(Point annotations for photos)
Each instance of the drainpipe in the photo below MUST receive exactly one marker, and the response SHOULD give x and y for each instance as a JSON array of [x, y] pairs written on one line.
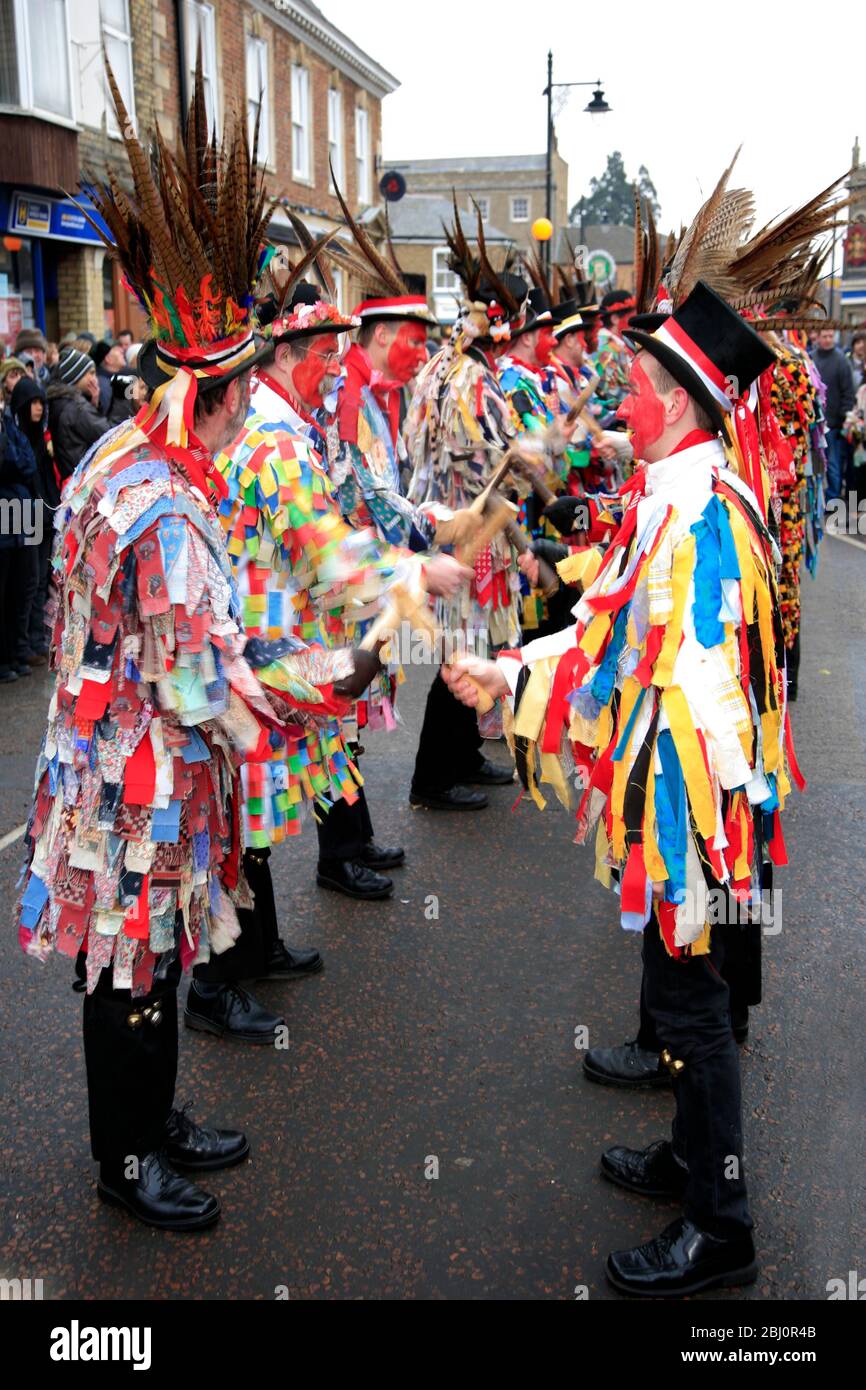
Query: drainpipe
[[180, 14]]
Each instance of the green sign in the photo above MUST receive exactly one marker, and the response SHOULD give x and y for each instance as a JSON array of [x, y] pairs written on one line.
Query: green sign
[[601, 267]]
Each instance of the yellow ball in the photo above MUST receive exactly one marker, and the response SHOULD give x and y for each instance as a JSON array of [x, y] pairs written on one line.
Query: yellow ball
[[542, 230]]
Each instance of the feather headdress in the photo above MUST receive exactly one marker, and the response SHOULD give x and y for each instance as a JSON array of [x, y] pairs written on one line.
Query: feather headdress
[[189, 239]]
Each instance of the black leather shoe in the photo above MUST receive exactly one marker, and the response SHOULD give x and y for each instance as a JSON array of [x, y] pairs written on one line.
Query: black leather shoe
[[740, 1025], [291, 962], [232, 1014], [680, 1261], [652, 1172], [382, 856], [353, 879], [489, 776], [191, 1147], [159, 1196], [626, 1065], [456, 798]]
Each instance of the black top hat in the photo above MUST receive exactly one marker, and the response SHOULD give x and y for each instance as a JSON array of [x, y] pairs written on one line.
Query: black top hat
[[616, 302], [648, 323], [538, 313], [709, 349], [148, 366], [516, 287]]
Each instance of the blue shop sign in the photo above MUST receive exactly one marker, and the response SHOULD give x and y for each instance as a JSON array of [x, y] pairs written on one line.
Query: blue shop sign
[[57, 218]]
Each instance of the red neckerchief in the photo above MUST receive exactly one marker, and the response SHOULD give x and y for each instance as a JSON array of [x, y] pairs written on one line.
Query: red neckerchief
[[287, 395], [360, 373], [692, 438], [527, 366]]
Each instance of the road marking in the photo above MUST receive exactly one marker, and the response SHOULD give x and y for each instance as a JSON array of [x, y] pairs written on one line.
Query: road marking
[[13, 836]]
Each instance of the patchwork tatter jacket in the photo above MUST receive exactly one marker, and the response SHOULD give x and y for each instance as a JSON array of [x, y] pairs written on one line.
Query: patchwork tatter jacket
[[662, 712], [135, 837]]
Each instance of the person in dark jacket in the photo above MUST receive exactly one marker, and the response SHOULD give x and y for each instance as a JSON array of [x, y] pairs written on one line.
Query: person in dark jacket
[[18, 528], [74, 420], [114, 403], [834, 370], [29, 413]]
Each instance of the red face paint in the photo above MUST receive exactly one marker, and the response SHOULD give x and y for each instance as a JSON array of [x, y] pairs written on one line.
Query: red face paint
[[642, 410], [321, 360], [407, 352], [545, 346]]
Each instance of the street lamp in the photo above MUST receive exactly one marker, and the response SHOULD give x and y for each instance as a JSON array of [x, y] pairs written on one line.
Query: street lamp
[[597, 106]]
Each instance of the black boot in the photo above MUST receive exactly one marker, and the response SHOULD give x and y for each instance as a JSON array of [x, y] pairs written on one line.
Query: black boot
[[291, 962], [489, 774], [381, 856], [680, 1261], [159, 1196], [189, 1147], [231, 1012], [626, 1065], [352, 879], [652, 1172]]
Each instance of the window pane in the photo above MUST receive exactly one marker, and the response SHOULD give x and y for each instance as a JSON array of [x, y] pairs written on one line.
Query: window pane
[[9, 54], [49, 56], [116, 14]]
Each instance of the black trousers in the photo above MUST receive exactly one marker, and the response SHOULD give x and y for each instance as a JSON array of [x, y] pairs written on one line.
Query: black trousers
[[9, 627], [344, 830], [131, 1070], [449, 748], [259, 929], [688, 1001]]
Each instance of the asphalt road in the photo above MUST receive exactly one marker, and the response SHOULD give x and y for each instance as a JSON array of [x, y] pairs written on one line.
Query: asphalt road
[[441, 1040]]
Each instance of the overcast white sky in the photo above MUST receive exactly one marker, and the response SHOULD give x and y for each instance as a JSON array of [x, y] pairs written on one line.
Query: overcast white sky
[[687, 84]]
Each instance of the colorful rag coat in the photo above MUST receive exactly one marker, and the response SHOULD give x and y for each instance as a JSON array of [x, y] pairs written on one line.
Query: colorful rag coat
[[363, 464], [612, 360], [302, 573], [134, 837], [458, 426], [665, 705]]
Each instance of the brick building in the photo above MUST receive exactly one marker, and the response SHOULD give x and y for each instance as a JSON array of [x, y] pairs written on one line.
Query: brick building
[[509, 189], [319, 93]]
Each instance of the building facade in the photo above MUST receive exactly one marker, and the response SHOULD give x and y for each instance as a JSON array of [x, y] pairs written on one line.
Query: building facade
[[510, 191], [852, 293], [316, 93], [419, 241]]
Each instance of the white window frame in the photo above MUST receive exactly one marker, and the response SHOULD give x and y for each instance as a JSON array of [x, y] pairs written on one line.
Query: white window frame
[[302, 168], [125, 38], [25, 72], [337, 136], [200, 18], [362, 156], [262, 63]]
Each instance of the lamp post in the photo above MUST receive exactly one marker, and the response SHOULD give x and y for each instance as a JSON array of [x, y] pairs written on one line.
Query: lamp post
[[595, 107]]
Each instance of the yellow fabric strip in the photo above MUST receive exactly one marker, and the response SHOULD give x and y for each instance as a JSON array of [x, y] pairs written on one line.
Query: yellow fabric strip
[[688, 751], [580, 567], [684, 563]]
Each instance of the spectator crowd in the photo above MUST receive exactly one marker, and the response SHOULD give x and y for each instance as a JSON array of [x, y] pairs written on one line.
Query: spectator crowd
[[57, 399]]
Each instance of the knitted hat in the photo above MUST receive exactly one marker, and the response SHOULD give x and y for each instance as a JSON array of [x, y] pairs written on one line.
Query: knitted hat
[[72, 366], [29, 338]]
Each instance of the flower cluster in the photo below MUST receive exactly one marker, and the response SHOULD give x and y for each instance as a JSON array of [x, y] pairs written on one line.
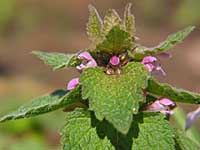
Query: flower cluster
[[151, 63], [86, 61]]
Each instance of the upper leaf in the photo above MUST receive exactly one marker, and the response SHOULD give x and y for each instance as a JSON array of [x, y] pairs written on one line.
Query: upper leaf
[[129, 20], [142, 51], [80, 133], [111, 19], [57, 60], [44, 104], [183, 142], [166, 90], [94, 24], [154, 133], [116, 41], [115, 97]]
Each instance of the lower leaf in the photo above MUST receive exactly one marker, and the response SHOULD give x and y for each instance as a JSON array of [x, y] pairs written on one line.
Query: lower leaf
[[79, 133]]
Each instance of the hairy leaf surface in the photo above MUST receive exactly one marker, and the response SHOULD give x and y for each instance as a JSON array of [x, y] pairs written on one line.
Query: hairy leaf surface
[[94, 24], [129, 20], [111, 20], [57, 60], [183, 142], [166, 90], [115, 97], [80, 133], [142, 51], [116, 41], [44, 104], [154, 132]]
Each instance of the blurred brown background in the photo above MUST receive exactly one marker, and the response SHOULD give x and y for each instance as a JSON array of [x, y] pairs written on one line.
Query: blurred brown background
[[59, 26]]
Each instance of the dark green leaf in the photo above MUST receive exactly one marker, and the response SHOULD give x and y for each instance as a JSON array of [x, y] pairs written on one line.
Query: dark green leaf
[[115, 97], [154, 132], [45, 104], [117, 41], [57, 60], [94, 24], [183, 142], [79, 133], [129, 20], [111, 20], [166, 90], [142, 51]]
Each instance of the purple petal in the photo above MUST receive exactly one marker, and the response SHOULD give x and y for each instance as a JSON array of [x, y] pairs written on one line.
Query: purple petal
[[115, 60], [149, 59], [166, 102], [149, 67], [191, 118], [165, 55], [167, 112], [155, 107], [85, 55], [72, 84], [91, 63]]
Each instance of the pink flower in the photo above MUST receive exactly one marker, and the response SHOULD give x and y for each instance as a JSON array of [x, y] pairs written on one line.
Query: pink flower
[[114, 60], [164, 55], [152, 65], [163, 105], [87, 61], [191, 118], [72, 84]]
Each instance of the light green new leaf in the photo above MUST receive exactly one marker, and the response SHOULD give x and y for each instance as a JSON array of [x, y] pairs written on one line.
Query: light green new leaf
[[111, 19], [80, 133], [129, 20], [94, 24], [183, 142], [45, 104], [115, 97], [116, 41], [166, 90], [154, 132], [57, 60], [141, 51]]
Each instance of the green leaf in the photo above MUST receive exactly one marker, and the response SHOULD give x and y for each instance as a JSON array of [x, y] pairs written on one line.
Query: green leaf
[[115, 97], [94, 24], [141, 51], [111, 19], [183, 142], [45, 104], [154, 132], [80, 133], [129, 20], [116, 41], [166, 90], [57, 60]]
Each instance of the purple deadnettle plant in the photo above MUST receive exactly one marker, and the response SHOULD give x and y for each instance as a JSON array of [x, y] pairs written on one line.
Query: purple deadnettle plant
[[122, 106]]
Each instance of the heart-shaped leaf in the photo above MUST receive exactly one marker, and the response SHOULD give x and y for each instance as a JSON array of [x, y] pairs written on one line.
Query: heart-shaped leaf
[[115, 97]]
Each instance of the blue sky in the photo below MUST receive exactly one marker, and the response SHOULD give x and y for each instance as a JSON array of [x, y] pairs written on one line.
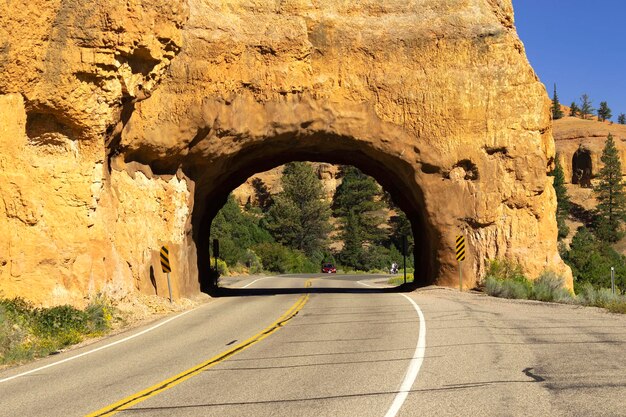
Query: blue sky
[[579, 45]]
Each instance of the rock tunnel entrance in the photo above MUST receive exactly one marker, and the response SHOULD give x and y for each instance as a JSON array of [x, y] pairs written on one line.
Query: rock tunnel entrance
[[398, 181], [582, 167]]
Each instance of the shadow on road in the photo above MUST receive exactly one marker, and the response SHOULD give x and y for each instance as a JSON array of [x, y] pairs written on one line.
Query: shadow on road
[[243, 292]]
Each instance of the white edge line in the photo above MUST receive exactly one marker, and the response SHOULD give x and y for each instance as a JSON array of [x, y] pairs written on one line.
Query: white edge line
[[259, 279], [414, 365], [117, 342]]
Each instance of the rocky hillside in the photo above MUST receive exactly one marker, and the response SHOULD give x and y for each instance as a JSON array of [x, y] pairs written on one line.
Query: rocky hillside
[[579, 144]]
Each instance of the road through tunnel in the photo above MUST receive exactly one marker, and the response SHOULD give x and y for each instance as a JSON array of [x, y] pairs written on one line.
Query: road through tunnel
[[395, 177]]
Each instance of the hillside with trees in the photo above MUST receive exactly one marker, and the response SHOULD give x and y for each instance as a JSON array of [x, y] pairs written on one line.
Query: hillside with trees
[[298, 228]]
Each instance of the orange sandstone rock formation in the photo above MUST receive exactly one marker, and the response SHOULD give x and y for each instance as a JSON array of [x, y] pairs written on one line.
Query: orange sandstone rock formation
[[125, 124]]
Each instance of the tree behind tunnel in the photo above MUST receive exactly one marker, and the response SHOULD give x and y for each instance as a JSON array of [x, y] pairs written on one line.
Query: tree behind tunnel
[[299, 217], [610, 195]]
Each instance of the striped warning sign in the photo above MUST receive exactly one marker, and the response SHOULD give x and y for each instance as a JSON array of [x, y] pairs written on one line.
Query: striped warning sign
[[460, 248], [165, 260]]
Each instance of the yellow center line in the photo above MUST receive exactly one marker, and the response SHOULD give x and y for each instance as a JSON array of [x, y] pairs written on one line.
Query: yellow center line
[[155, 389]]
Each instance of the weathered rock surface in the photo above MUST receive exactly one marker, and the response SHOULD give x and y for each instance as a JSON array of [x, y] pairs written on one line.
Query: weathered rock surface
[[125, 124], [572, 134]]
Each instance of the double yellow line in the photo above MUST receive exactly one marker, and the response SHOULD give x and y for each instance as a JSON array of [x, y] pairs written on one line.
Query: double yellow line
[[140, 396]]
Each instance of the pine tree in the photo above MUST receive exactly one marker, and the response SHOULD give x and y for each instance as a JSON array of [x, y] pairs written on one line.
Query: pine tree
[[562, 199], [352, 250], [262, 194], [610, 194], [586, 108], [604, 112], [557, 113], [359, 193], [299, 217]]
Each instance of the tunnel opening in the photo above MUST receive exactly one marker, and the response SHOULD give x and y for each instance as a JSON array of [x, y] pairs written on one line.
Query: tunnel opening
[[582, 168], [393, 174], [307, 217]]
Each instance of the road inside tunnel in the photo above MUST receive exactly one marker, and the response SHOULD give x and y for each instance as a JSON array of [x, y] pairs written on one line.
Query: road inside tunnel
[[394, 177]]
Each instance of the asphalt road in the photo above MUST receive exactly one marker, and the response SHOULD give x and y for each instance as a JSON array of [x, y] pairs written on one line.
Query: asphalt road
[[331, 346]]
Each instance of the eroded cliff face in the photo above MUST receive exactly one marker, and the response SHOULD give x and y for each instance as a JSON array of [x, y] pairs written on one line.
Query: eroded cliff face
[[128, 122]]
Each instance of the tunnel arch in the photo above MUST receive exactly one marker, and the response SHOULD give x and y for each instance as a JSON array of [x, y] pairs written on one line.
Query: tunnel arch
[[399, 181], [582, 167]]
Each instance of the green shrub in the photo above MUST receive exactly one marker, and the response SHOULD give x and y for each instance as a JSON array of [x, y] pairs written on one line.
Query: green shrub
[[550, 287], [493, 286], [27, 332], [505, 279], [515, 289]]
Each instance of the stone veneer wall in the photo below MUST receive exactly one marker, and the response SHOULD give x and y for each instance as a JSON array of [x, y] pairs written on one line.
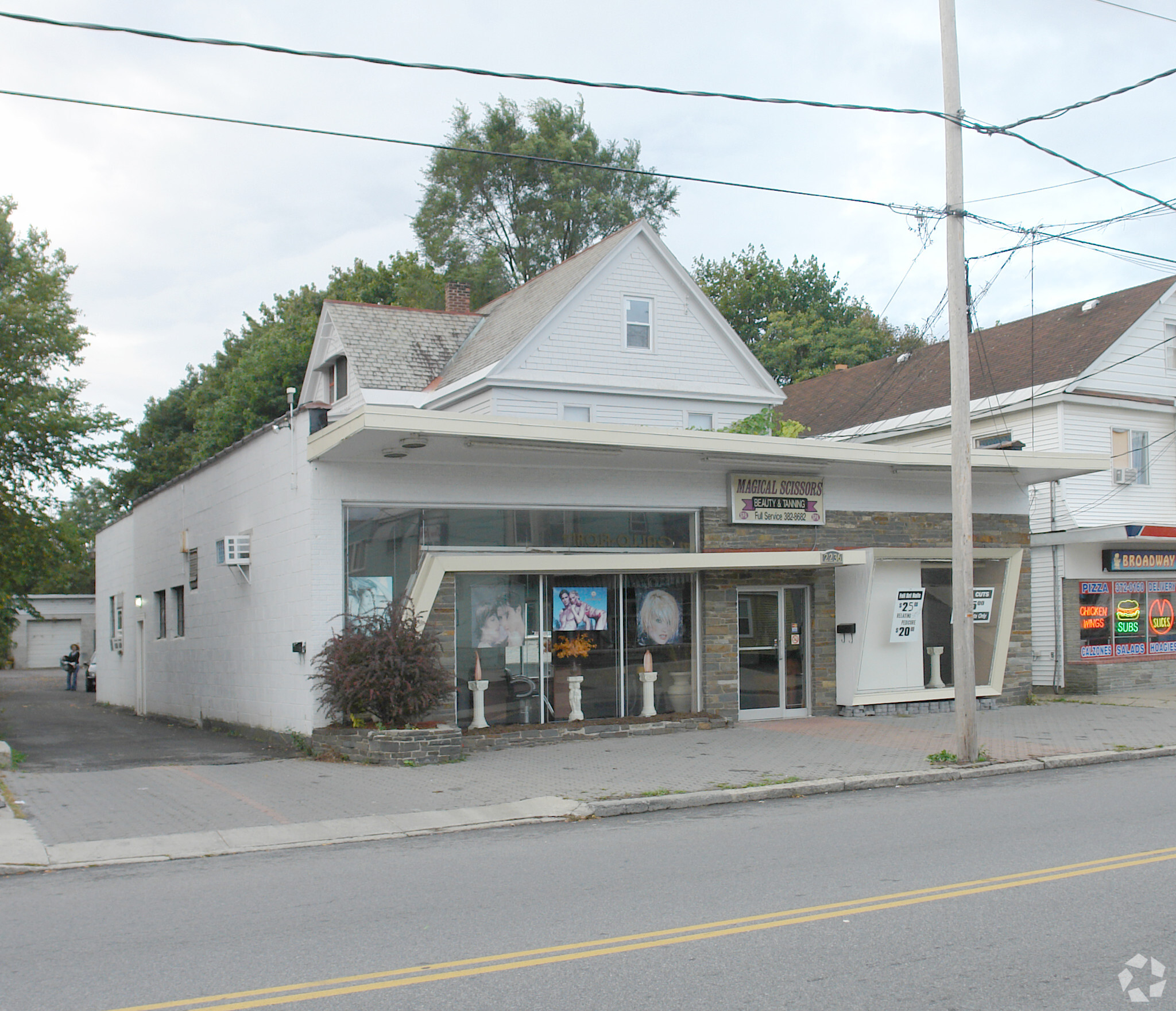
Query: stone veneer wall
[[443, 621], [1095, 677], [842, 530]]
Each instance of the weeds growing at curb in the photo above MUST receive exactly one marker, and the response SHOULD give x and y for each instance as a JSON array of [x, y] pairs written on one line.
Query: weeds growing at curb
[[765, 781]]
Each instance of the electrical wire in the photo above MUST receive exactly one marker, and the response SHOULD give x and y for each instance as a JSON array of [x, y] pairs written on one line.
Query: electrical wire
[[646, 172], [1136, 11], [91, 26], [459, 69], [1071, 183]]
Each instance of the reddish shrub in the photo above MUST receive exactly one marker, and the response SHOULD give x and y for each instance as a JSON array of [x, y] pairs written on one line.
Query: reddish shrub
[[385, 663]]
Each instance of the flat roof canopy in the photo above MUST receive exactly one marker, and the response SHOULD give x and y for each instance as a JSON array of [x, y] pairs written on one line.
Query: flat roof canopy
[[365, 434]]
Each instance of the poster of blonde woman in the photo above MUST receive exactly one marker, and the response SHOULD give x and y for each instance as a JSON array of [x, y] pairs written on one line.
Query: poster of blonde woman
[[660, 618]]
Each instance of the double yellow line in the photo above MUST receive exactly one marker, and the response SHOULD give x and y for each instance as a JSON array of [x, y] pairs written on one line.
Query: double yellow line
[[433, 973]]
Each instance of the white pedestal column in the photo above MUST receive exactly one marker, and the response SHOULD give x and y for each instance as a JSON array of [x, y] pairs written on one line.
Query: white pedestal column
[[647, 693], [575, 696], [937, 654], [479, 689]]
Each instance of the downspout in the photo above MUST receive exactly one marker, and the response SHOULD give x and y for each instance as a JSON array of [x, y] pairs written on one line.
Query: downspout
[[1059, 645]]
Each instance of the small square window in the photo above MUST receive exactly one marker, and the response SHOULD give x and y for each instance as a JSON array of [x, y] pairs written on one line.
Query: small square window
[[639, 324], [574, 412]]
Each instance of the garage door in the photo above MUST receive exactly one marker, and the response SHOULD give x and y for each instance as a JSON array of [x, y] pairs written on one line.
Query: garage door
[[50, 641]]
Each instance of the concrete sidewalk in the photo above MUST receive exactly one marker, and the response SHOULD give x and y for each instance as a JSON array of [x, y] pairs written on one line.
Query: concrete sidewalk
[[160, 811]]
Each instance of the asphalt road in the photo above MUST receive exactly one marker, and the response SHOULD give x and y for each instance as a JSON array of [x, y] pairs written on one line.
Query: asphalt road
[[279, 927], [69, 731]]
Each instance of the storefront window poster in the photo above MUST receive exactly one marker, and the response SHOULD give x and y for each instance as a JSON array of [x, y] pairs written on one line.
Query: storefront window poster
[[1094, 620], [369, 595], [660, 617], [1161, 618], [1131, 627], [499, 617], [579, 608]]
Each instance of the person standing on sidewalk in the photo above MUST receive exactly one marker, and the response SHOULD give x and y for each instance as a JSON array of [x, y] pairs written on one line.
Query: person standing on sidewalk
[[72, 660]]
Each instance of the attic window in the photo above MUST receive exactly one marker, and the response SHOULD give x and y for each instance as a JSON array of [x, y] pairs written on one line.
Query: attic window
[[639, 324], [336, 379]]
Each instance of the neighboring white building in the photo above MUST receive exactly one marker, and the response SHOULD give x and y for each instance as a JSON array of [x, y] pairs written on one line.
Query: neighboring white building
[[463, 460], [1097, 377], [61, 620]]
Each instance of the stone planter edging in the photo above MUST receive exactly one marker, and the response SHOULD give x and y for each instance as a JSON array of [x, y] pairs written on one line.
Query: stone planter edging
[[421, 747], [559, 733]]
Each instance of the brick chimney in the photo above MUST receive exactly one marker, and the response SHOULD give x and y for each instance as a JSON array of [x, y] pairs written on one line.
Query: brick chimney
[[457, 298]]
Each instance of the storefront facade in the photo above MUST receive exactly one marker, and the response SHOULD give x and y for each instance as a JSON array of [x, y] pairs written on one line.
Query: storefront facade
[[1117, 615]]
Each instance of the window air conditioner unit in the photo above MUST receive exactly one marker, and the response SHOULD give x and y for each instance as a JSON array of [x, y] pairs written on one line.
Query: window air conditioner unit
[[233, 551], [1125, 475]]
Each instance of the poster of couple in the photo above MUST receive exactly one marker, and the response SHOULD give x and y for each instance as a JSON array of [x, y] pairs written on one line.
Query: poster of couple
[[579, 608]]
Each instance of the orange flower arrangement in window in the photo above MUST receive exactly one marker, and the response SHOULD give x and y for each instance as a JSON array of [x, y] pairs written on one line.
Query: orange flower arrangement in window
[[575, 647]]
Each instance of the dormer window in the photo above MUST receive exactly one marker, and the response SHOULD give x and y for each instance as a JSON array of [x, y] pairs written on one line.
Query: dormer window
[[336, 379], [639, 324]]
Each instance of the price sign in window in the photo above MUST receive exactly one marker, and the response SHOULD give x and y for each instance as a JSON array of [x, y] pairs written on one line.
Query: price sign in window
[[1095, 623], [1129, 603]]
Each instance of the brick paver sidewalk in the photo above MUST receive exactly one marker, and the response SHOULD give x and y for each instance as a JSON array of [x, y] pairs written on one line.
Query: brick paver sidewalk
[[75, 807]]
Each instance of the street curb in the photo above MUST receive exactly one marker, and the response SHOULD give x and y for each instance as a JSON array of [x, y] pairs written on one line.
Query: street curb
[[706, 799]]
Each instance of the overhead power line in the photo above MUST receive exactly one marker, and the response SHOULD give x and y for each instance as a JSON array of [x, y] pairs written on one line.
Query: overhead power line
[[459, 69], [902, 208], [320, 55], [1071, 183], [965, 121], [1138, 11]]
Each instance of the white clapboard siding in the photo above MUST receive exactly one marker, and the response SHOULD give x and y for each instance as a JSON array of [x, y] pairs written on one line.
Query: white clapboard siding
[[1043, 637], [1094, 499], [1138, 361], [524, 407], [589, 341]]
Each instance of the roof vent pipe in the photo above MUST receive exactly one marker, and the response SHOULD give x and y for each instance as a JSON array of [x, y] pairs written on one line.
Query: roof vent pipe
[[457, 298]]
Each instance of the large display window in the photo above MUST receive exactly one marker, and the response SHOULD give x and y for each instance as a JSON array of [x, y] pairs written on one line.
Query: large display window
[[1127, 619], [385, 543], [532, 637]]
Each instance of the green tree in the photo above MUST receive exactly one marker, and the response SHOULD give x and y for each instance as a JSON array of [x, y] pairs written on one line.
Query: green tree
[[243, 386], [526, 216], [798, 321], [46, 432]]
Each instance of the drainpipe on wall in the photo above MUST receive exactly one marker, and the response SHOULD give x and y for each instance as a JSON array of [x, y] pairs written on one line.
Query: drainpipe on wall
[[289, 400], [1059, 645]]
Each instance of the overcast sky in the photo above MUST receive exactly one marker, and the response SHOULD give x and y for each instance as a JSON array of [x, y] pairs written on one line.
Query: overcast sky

GOAL OF THE EXERCISE: Revise the data from the line that has "Each instance of the overhead" through the line that has "[[1043, 637], [1094, 499], [1138, 361], [524, 407], [589, 341]]", replacing every "clapboard" with "vinyl" and keeping everything else the same. Give back only those lines.

ANSWER TO THE EXERCISE:
Each instance of the overhead power line in the photo above MUST receive exactly one marker, and the response SHOULD give x and y for each instance as a JSON array of [x, y] pairs written on one line.
Query: overhead power line
[[459, 69], [902, 208], [320, 55], [1071, 183], [965, 121], [1138, 11]]
Each instance of the white vinyl siding in the photo above MUST receive exactly one marker, and the response SHOULD give x and y for each instance as a JSON array of [x, y] pairs written on one line.
Query: white vinyl siding
[[1043, 637], [1094, 499], [1138, 361], [524, 407], [589, 341]]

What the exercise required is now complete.